Task details ▸
Give back exactly the lines from the start of the entries below to the line holding "example [(10, 35)]", that line included, and leave every picture out.

Data shown ▸
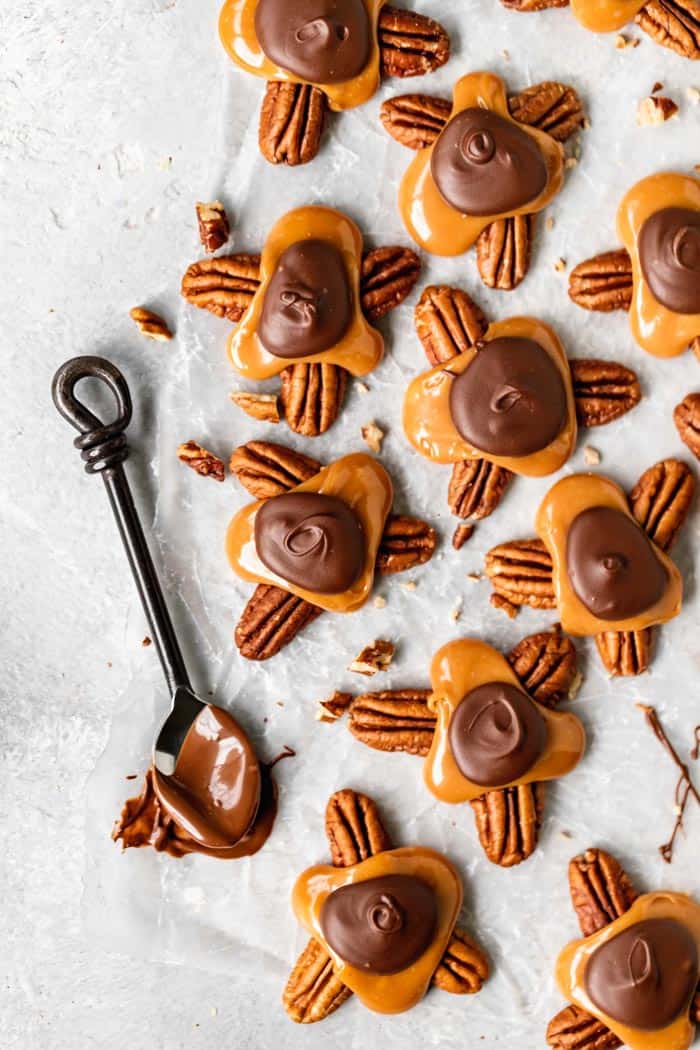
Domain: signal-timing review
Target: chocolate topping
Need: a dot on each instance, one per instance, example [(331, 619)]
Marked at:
[(670, 257), (322, 41), (496, 734), (313, 541), (381, 925), (612, 566), (645, 975), (485, 165), (511, 399), (308, 305)]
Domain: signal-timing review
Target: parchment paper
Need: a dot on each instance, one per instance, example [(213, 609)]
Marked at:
[(234, 917)]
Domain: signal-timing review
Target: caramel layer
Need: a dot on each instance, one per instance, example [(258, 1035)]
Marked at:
[(396, 992), (658, 330), (236, 27), (432, 223), (564, 502), (361, 348), (571, 968), (455, 670), (360, 482), (427, 420)]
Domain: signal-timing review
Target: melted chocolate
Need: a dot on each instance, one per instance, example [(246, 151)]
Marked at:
[(670, 257), (312, 541), (645, 975), (496, 734), (511, 400), (485, 165), (381, 925), (308, 305), (321, 41), (612, 565)]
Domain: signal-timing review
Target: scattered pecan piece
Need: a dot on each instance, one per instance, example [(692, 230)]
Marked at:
[(603, 391), (602, 282), (406, 543), (394, 719), (270, 621), (410, 44), (266, 469), (508, 822), (387, 277), (313, 395), (202, 460), (292, 120), (224, 286), (447, 321), (415, 120), (476, 487), (504, 250)]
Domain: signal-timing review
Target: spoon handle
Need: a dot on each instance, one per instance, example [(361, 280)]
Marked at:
[(104, 448)]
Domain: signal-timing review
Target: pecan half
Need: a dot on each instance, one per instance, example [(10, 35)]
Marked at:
[(603, 391), (313, 395), (476, 487), (406, 542), (602, 282), (266, 469), (292, 119), (508, 822), (270, 621), (415, 120), (504, 250), (387, 276), (410, 44), (447, 321), (394, 719), (224, 286)]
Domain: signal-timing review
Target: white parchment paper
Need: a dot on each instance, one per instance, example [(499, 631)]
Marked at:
[(234, 917)]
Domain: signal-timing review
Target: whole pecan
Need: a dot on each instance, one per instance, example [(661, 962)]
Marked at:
[(410, 44), (225, 286), (603, 391), (292, 119), (602, 282)]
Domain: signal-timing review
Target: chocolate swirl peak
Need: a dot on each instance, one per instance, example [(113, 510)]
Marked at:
[(511, 399), (321, 41), (308, 305), (670, 258), (645, 975), (496, 734), (381, 925), (311, 540), (486, 165), (612, 565)]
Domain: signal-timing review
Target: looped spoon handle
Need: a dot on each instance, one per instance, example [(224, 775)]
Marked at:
[(104, 449)]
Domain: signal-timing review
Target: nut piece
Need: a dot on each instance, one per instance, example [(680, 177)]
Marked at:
[(415, 120), (292, 120), (504, 250), (386, 278), (508, 822), (603, 391), (410, 44), (406, 543), (266, 469), (200, 460), (224, 286), (270, 621), (602, 282), (394, 719), (214, 228), (313, 395), (476, 487), (150, 324)]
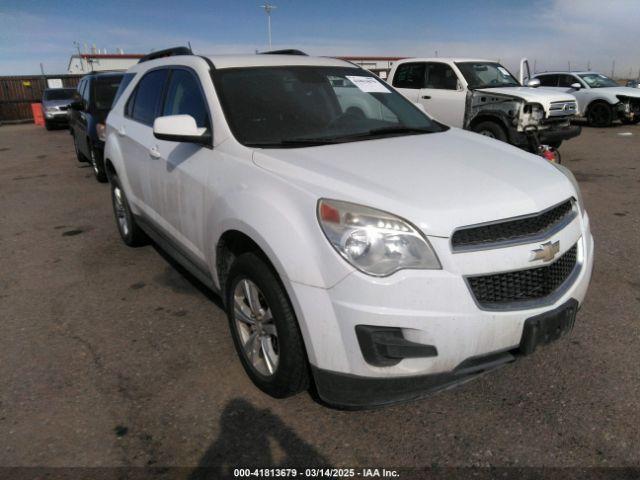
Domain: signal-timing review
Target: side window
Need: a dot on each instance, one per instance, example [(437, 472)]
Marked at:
[(124, 83), (567, 81), (409, 75), (441, 76), (548, 80), (148, 95), (184, 97), (85, 90)]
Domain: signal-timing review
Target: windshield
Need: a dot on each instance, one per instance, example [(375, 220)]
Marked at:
[(486, 75), (597, 80), (295, 106), (104, 91), (59, 94)]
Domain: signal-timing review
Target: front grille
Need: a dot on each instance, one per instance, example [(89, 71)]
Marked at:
[(512, 230), (563, 108), (494, 291)]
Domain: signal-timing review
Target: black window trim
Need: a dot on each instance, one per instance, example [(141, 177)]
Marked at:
[(163, 95), (134, 94), (194, 74), (424, 79), (458, 82)]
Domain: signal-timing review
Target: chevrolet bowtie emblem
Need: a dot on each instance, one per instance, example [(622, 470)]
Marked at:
[(546, 252)]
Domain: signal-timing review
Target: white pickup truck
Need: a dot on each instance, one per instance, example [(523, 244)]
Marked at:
[(482, 96)]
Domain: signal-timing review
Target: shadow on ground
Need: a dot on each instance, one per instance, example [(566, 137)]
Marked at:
[(251, 437)]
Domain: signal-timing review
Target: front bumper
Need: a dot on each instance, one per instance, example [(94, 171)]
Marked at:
[(58, 117), (431, 308)]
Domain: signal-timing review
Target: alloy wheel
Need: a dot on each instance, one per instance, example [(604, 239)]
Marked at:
[(256, 328), (120, 211)]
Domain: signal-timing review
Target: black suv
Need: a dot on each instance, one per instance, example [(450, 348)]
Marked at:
[(92, 102)]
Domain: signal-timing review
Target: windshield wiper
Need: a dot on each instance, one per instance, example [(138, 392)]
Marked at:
[(310, 142)]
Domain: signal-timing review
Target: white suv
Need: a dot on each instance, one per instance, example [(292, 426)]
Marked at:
[(482, 96), (367, 250), (601, 100)]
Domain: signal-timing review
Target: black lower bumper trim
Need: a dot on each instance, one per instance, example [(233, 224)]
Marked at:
[(353, 392), (554, 136)]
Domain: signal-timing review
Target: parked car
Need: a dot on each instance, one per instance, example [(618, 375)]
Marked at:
[(55, 105), (92, 102), (484, 97), (376, 253), (601, 100)]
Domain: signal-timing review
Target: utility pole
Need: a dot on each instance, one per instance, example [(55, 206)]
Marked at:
[(268, 8), (77, 44)]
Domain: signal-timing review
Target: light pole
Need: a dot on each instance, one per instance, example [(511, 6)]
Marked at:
[(267, 9)]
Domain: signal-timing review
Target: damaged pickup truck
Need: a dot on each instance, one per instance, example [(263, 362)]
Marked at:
[(601, 100), (482, 96)]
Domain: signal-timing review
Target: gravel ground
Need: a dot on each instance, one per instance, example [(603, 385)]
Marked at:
[(113, 356)]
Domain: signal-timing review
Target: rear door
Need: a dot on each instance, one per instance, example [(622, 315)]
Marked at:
[(442, 96), (139, 146), (409, 78), (182, 171)]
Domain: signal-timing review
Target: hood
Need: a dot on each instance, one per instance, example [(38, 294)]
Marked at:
[(533, 95), (438, 181), (626, 91), (56, 103)]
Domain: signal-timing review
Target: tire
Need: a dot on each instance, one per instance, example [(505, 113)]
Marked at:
[(129, 230), (277, 337), (626, 121), (600, 115), (79, 156), (491, 130), (97, 163)]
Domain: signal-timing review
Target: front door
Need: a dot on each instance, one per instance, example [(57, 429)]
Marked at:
[(442, 96), (181, 177)]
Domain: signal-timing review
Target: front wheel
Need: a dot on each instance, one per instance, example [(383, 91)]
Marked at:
[(79, 156), (97, 163), (600, 115), (491, 130), (264, 328), (129, 230)]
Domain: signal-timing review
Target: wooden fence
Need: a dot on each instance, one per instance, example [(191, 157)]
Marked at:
[(17, 93)]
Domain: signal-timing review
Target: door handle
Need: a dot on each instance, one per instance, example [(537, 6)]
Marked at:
[(154, 153)]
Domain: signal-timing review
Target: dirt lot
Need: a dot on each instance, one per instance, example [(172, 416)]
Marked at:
[(112, 356)]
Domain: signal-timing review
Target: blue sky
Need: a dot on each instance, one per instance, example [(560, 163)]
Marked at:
[(551, 31)]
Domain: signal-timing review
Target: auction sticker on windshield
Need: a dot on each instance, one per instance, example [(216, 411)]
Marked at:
[(368, 84)]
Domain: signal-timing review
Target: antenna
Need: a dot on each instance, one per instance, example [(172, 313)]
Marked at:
[(268, 8)]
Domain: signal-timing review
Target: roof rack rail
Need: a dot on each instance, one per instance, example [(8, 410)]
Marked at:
[(286, 51), (167, 52)]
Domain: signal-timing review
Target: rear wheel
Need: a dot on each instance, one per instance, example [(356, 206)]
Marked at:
[(98, 165), (600, 115), (264, 328), (491, 130), (129, 230)]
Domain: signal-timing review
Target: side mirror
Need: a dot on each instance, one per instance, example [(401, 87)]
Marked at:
[(533, 82), (180, 128)]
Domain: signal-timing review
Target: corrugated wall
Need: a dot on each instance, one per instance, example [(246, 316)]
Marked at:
[(19, 92)]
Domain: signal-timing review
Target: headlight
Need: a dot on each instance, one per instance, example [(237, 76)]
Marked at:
[(537, 112), (567, 173), (101, 131), (375, 242)]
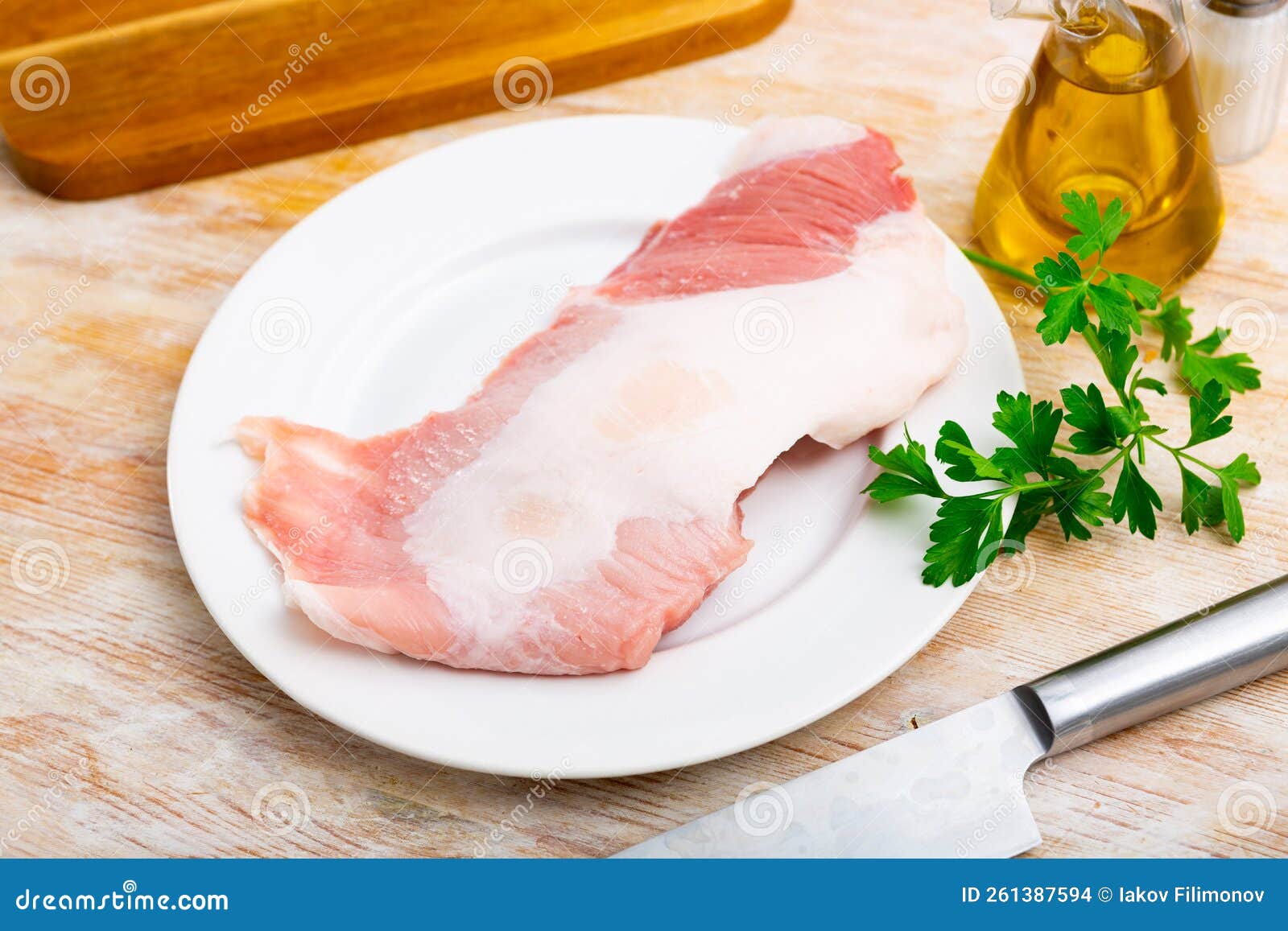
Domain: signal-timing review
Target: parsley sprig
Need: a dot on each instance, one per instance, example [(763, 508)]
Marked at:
[(1107, 435)]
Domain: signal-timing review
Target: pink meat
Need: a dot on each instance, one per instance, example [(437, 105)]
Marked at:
[(334, 509)]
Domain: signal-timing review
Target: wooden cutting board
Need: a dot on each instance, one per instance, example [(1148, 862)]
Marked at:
[(142, 93)]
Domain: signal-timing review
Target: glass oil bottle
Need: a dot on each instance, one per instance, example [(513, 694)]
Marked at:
[(1113, 109)]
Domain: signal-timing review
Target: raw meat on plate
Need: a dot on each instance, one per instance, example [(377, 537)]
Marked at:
[(585, 499)]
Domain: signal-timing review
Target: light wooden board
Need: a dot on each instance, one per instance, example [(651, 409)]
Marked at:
[(167, 90), (120, 667)]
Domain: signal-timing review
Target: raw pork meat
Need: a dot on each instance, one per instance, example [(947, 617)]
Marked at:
[(585, 499)]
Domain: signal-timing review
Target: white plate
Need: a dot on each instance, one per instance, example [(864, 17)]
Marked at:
[(390, 302)]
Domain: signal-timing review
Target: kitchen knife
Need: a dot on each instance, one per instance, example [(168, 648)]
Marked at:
[(956, 787)]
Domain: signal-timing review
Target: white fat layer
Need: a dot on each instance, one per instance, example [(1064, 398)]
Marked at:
[(779, 137), (678, 411)]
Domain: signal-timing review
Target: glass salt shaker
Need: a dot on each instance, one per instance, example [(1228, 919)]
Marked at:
[(1240, 49)]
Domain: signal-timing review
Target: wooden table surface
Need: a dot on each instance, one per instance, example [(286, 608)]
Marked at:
[(129, 725)]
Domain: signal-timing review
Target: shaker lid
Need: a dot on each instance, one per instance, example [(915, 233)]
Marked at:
[(1245, 8)]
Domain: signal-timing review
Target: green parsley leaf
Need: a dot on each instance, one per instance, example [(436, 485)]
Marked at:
[(1096, 231), (1064, 312), (1060, 272), (1137, 500), (1206, 420), (1233, 373), (1144, 291), (1174, 323), (964, 463), (907, 473), (963, 540), (1088, 411), (1197, 500), (968, 534), (1114, 307), (1030, 426)]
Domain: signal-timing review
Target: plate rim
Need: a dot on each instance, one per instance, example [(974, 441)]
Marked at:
[(716, 748)]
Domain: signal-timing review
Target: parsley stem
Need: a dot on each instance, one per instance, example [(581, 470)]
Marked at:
[(980, 259), (1179, 454)]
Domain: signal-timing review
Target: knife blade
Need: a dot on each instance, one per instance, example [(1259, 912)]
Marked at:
[(956, 787), (951, 789)]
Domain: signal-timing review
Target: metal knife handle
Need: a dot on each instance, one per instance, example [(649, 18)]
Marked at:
[(1187, 661)]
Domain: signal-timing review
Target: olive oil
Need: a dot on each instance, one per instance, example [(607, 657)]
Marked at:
[(1113, 113)]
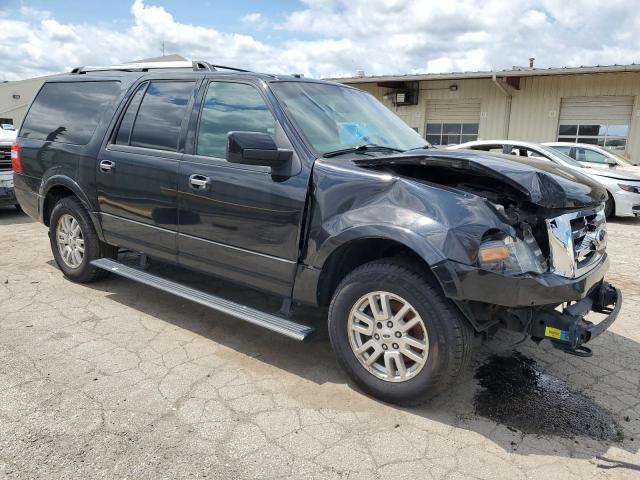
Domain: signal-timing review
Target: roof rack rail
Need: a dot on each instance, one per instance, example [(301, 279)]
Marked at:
[(196, 66)]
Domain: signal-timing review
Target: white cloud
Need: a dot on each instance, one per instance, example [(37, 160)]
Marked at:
[(337, 37), (253, 18)]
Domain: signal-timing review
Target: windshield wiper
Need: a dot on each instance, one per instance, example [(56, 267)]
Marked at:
[(367, 147), (423, 147)]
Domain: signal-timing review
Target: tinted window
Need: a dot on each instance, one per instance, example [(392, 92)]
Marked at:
[(160, 115), (68, 112), (584, 155), (564, 150), (231, 107), (124, 132)]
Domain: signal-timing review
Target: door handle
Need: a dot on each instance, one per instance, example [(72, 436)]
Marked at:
[(199, 182), (107, 165)]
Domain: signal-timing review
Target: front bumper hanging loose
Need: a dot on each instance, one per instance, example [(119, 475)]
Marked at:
[(569, 330)]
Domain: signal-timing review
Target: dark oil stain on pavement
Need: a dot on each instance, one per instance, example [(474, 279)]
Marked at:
[(516, 392)]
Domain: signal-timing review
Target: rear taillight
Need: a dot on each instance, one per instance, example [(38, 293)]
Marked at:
[(16, 161)]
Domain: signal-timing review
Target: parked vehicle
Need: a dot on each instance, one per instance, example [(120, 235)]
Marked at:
[(7, 137), (314, 192), (623, 188), (589, 155)]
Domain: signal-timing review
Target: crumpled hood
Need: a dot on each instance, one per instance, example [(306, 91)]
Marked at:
[(540, 182)]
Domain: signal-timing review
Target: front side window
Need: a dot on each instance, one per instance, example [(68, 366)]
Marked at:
[(586, 155), (335, 117), (68, 112), (613, 136), (451, 133), (160, 115), (230, 107), (563, 149)]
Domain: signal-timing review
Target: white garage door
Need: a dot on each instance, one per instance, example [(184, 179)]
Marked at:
[(601, 121), (450, 123)]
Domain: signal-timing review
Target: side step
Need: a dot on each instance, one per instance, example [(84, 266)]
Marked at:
[(274, 323)]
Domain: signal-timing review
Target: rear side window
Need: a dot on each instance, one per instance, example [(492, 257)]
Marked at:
[(160, 115), (68, 112), (124, 131)]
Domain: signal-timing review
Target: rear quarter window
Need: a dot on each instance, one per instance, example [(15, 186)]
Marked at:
[(68, 112)]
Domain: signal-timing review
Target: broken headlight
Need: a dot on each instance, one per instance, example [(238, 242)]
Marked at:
[(509, 255)]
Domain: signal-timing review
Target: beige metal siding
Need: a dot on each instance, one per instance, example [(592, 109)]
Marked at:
[(536, 106), (493, 103)]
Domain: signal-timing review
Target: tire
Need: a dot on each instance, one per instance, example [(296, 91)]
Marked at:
[(78, 271), (449, 336), (609, 206)]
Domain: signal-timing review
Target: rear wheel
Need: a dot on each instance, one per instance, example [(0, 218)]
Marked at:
[(75, 243), (395, 333)]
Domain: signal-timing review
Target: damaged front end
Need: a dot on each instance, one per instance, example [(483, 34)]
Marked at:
[(542, 272)]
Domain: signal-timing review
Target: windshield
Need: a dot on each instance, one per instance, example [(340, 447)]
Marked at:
[(333, 118), (552, 152), (624, 160)]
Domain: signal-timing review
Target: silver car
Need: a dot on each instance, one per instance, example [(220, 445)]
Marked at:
[(623, 187)]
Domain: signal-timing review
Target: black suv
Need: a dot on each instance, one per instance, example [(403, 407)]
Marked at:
[(314, 192)]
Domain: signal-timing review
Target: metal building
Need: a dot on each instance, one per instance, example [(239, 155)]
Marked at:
[(587, 104)]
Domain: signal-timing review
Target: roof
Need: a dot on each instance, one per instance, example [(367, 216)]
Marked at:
[(173, 57), (515, 72)]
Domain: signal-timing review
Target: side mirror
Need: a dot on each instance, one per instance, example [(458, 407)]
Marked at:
[(255, 148)]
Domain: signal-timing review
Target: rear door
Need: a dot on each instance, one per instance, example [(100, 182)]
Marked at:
[(238, 221), (136, 174)]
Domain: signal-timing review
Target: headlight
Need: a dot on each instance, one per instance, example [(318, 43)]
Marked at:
[(511, 256), (629, 188)]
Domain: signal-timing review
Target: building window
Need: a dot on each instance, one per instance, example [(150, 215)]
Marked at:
[(451, 133), (612, 136)]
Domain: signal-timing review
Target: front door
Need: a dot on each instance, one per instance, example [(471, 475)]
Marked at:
[(137, 172), (238, 221)]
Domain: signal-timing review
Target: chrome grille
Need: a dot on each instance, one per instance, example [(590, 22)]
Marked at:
[(577, 241), (5, 158)]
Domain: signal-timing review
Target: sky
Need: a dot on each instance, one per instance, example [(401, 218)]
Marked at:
[(318, 38)]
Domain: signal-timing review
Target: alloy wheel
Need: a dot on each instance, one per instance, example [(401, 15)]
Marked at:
[(70, 241), (388, 336)]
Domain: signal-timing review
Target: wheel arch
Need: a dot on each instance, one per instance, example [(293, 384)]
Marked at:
[(354, 249), (58, 187)]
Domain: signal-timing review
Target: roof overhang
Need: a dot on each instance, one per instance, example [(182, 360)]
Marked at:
[(507, 74)]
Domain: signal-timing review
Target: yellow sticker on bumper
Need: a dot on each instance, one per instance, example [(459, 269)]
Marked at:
[(556, 333)]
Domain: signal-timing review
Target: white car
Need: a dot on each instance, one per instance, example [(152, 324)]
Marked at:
[(594, 156), (7, 137), (623, 187)]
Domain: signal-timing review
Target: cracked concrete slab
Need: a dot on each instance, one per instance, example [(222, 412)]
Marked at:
[(117, 380)]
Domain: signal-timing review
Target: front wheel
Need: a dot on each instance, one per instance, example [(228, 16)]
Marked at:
[(609, 206), (395, 333), (75, 243)]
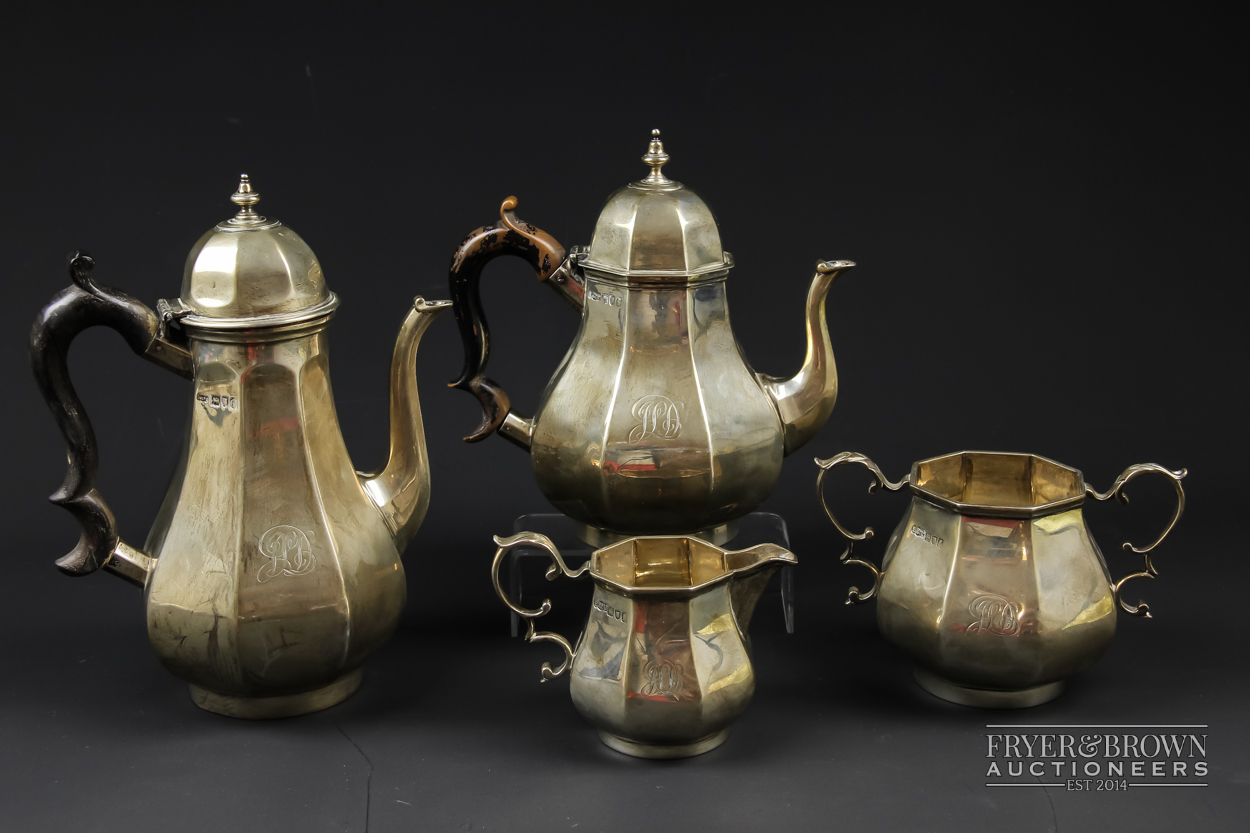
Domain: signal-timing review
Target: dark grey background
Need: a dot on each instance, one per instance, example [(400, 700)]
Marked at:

Solution for this exercise ▸
Domain: signal-timing review
Target: chocolate topping
Need: a dot on each instance, one per instance, example [(331, 619)]
Marked at:
[(670, 257), (322, 41), (496, 734), (313, 541), (381, 925), (612, 566), (645, 975), (485, 165), (511, 399), (308, 305)]
Domain: signal-timing review
Target: parchment paper
Need: a dot on each instance, one per instance, example [(213, 609)]
Marked at:
[(234, 917)]
Domain: signal-timing review
Target: caramel layer
Need: a dot on each instance, one per instance, example [(258, 1035)]
Marked at:
[(396, 992), (658, 330), (236, 27), (432, 223), (564, 502), (361, 348), (571, 968), (455, 670), (360, 482), (427, 420)]
Domain: signal-timing review
Target: melted chocolate
Need: a dot on each instance, one per instance, example [(246, 151)]
Marked at:
[(670, 257), (312, 541), (645, 975), (496, 734), (511, 400), (485, 165), (381, 925), (308, 305), (321, 41), (612, 565)]
Domain: signal-timing review
Target: scattered pecan piece
Need: a dot on each instance, one per instance, example [(692, 230)]
Marked at:
[(603, 391), (602, 282), (406, 543), (394, 719), (270, 621), (410, 44), (266, 469), (508, 822), (387, 277), (313, 395), (202, 460), (292, 120), (224, 286), (447, 321), (415, 120), (476, 487), (504, 250)]
Domain: signal-timing review
Target: spoon handle
Need: a dot on each instance, one per instance, example [(361, 280)]
Marked at:
[(104, 448)]
Domain: signal-timing review
Target: pecan half
Need: a dot on each instance, one per instance, example [(10, 35)]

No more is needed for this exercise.